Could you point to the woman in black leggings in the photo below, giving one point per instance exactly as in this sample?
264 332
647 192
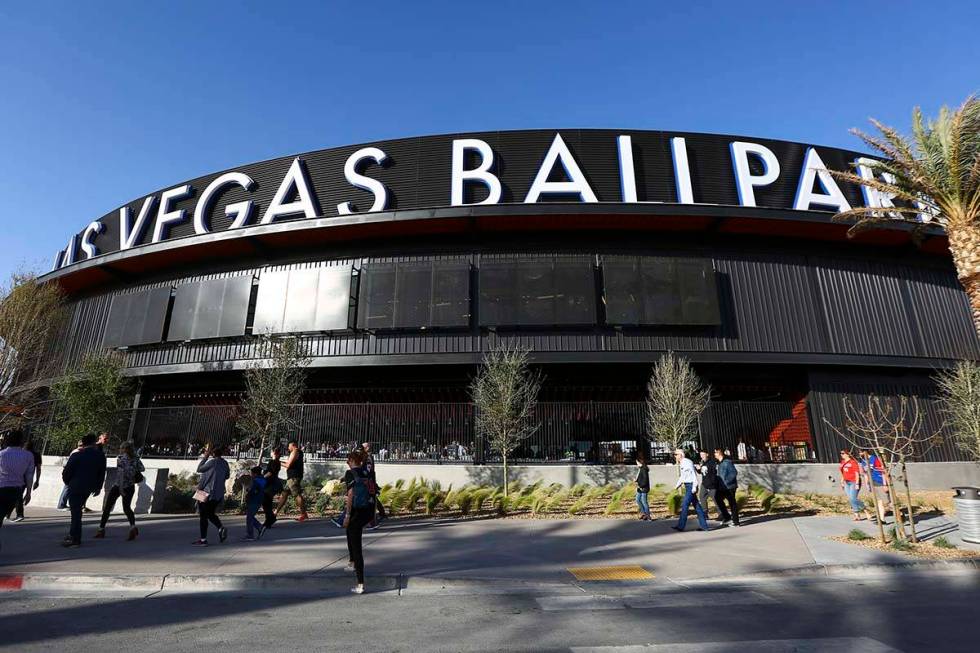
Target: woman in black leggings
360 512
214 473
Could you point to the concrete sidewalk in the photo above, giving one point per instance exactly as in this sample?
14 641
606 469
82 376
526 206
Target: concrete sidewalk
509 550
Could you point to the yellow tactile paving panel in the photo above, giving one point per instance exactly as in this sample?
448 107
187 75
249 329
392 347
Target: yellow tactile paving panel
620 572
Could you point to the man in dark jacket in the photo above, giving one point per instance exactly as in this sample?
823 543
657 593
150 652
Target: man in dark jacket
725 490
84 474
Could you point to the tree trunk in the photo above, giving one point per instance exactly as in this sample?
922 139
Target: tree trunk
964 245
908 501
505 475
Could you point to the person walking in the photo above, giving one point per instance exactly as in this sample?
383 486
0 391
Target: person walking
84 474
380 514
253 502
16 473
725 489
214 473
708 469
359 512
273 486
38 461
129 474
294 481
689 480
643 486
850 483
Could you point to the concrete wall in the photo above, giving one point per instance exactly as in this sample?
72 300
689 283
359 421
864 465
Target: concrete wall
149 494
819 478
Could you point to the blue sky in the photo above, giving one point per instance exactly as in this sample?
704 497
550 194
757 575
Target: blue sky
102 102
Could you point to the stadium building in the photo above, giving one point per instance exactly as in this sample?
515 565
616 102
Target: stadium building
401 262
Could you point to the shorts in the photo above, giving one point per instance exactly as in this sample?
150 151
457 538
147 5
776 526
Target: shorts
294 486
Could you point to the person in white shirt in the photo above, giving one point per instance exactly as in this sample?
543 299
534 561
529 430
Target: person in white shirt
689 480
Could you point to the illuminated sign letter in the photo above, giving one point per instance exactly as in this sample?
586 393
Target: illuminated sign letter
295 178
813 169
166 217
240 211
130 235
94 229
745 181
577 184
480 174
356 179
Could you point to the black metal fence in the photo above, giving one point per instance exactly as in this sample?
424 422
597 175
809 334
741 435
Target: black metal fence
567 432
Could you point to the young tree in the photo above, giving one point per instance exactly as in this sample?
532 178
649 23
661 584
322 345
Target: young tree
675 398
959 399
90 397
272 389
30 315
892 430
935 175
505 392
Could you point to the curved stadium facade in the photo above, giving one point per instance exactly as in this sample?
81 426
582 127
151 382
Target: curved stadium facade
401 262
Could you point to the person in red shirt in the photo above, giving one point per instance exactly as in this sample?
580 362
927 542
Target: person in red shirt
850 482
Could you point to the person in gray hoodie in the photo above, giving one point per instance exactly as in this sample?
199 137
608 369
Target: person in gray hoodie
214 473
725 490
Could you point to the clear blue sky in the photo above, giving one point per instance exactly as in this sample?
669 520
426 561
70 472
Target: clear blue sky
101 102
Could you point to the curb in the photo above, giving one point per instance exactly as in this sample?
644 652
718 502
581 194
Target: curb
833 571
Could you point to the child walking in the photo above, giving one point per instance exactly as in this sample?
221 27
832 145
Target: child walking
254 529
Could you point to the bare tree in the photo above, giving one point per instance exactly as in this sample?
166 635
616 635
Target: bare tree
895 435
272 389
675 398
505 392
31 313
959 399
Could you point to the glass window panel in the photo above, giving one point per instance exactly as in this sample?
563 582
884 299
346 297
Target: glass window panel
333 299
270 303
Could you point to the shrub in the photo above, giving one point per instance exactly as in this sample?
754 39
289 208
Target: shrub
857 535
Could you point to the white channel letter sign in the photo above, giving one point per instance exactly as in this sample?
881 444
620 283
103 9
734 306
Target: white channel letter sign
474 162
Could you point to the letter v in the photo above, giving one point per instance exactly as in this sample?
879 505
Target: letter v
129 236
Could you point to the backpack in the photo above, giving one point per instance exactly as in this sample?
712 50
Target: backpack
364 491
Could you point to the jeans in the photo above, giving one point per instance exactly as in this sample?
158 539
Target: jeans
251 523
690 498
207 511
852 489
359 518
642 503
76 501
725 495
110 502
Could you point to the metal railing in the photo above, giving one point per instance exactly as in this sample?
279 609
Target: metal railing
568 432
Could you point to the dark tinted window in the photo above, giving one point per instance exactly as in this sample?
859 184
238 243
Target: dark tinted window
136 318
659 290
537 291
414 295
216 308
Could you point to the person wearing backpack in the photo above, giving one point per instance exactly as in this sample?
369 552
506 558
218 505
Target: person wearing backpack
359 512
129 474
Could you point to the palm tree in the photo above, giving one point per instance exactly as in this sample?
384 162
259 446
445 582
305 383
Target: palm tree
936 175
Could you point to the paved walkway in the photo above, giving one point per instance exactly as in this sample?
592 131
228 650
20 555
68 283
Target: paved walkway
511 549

- - -

Task objective ::
Copy every record above word for word, leaving out the pictures.

Result for this task ::
Could you point to the woman in black leggings in the photo below, giving one point per instance exactly as in this sample?
264 332
647 192
Target: woman in black leggings
360 512
214 473
Could you point to the concrete sidewalk in the photo above, giving one point per instance exactly as in this sample?
14 641
606 469
82 376
526 206
Target: concrete sidewalk
509 550
Could you point to the yellow tactile paving panel in the photo above, giving one point per instance exactly as in this sample?
448 107
187 75
249 329
392 347
Target: yellow tactile paving panel
620 572
Could you point to the man in dark jacket in the photo above, giving one point per instance exactly as in this sample?
823 543
657 593
150 652
Target: man in dark jacket
725 490
84 474
Could you point to the tree trunk in the photo above, giving one point per instance exactly as in this sample?
922 139
Target: tree trunk
964 245
908 501
505 475
Could you point to the person walking in the photo above, giving one point per instance exactly as in this sample?
383 486
0 391
Target: person walking
84 474
380 514
253 502
16 473
725 489
214 473
708 469
359 512
273 486
38 461
129 474
294 481
689 480
643 486
850 483
Could you point to the concrete wall in the photo above, giving one point per instance exactly as in this sample?
72 300
689 283
359 421
864 465
Target: concrete wall
149 494
819 478
Could you point to the blue sky in the photo above, giving one point per instance exactly as in this sample?
704 497
550 194
757 575
Target: blue sky
102 102
Could you point to the stadium building in the photo above, giving one point per instance exactly as in this sample?
515 565
616 102
Target: stadium building
401 262
Could you point to the shorts in the photo above, giving one point per instance exactly as in this sample?
150 151
457 538
147 5
776 526
Target: shorts
294 486
Could you point to the person in white shirt in the photo above, giving one point per instance exactly as in this sample?
543 299
534 561
529 430
Target: person in white shirt
689 480
Could you point to the illuminated sign letter in the photo above, giving one point per instance exactly as in this sample?
586 393
Target: illuminated sign letter
295 178
813 169
166 217
240 211
130 235
94 229
745 181
577 184
480 174
356 179
Could you point to the black metal fence in the photo above, giving one point per instance exactly as in this sample?
424 422
597 175
809 334
741 435
Target: black metal fence
567 432
Could you point to the young tree in the photo above, giving one point per instance exactly as in this sample?
532 178
649 23
661 584
322 345
Target: young tree
675 398
959 399
90 397
272 389
30 315
892 430
935 175
505 392
Could you point to the curved stadium facade in the photo above, giving one point per instance exactly as in this sample?
81 426
582 127
151 382
Target: curved stadium facade
401 262
Could you point to the person in red shirt in the photo above, giving one point per instance exactly as in this sample?
580 362
927 542
Target: person in red shirt
850 482
Could you point to the person in gray hoodie in the photo above, giving one point per instance exactly as in this sample?
199 137
608 369
Target: person in gray hoodie
214 473
725 490
Could you point to the clear blue sky in the photo above, giving one point per instance exactly as in this sample?
669 520
426 561
70 472
Target: clear blue sky
101 102
Could you point to the curb in the photo above, giving one point per instance exactly as in this sample?
644 652
718 502
581 194
Target: curb
833 571
Could you point to the child walking in the photo above, giving one point per instance exactly as in this sample?
221 27
832 145
Target: child walking
254 529
Could you point to the bare tree in the photo above, giving one point per instance exactly as in this sample?
166 635
616 635
Target: bare tree
895 435
272 389
675 398
505 392
31 313
959 399
Could you point to the glass window panel in the photo above, giving one point per instance exactly as in this sample?
563 582
884 299
346 297
Target: glass window panel
333 299
270 303
Could you point to the shrub in the photo above, giving one point per instance exactly as in this sample?
754 39
289 208
Target: shrub
857 535
Could you point to the white channel letter sign in the photo above, giving one point per instance exactly as in this sample?
881 444
620 283
103 9
734 306
Target: white channel letter sign
474 162
Could you point to the letter v in the photo above, giving one point per instance exactly as in this sample?
879 505
Target: letter v
129 236
Could you point to the backpack in the photo above, giving one point per instance exactly as in this sample?
712 50
Target: backpack
364 491
Could you point to the jeans in the photo above, giving one point per instance exactly as in this sample?
158 539
Target: jeans
251 523
690 498
207 511
852 489
359 518
642 503
76 501
725 495
110 502
Could you point to the metal railing in the photo above, giving one point per instance exactly as in this sample?
279 609
Target: metal railing
568 432
Could you point to the dark tinted window in the photo above, giving one point per instance exactly as in this sample?
859 184
238 243
Target: dark tinted window
136 318
659 290
537 291
414 295
216 308
Could you point to the person wearing backpack in the photo above, giving one point per instance exactly as in this sample?
369 552
506 558
218 505
Target: person wearing backpack
359 512
129 474
Could you point to the palm tree in the photo above, giving one point per instance exactly as in this sample?
384 162
259 446
445 582
305 383
Target: palm tree
936 175
Could you point to the paved walkway in the photo above, giving one point per instance exactly as in this sample?
592 131
228 650
20 555
68 283
Target: paved walkway
511 549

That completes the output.